# Start of EXERCISE MATERIAL
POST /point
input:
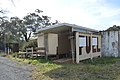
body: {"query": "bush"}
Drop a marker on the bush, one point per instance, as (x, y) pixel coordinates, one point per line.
(31, 43)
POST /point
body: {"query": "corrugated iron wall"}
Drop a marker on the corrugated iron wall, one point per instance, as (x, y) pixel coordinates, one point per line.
(110, 41)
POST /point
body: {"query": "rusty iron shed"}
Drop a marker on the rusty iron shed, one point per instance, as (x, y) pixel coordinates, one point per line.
(73, 41)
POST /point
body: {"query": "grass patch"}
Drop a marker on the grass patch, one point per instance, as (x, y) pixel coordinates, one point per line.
(96, 69)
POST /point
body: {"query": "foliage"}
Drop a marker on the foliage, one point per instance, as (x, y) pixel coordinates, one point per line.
(31, 43)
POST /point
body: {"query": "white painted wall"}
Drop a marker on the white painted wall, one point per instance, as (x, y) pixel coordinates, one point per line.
(52, 43)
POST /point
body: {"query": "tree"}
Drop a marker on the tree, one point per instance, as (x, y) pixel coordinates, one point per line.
(27, 26)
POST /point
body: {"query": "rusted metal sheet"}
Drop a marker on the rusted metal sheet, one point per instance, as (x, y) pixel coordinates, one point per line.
(110, 43)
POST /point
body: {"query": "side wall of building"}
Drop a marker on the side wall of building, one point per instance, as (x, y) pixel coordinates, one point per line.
(110, 43)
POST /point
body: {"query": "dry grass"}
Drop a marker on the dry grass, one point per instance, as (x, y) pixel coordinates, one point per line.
(97, 69)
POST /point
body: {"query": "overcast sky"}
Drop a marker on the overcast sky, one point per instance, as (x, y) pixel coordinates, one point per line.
(96, 14)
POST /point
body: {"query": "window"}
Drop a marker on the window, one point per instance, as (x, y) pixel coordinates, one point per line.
(82, 41)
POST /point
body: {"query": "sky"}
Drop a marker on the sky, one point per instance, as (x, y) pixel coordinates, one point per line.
(95, 14)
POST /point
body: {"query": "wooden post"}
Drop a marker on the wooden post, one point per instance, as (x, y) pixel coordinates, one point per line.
(77, 47)
(72, 46)
(91, 56)
(46, 45)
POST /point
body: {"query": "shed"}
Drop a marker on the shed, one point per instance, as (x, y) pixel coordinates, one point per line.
(70, 41)
(110, 43)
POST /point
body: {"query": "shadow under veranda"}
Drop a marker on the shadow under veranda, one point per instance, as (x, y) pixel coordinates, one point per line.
(100, 68)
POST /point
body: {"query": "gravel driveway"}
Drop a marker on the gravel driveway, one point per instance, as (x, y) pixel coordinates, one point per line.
(11, 70)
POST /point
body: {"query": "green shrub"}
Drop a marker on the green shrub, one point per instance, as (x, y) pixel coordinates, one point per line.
(31, 43)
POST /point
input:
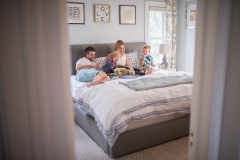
# End of EXERCISE MATERIAL
▸ **WHAT TO PRODUCE**:
Pick out every line in the listing above that contains the string "shadow", and copy each of those lines. Case counts.

▸ **TASK OUTPUT**:
body: {"query": "shadow under veranda"}
Drop a marker on the shadow under veranda, one point per instance, as (x, y) pixel coordinates, one point per line.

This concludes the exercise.